(DATASET EXCERPTS):
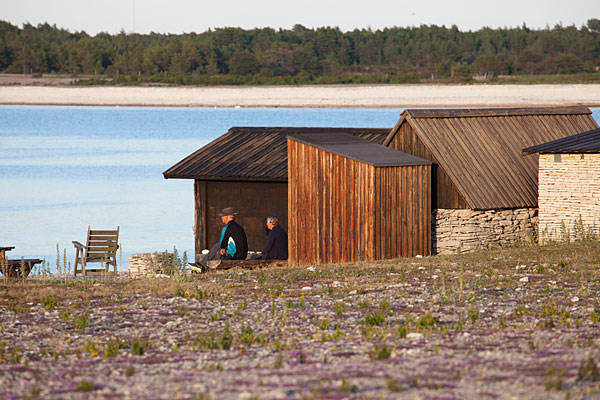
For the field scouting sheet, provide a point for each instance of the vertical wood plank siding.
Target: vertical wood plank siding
(444, 193)
(342, 210)
(200, 225)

(WORK REQUEST): Would it be possible to print the records above verbatim, pictures omitted?

(ANSWER BOX):
For the field scouting sheet, provide a point for each instance of the vertical wood plank siding.
Target: vertical wood plank siding
(444, 193)
(342, 210)
(200, 225)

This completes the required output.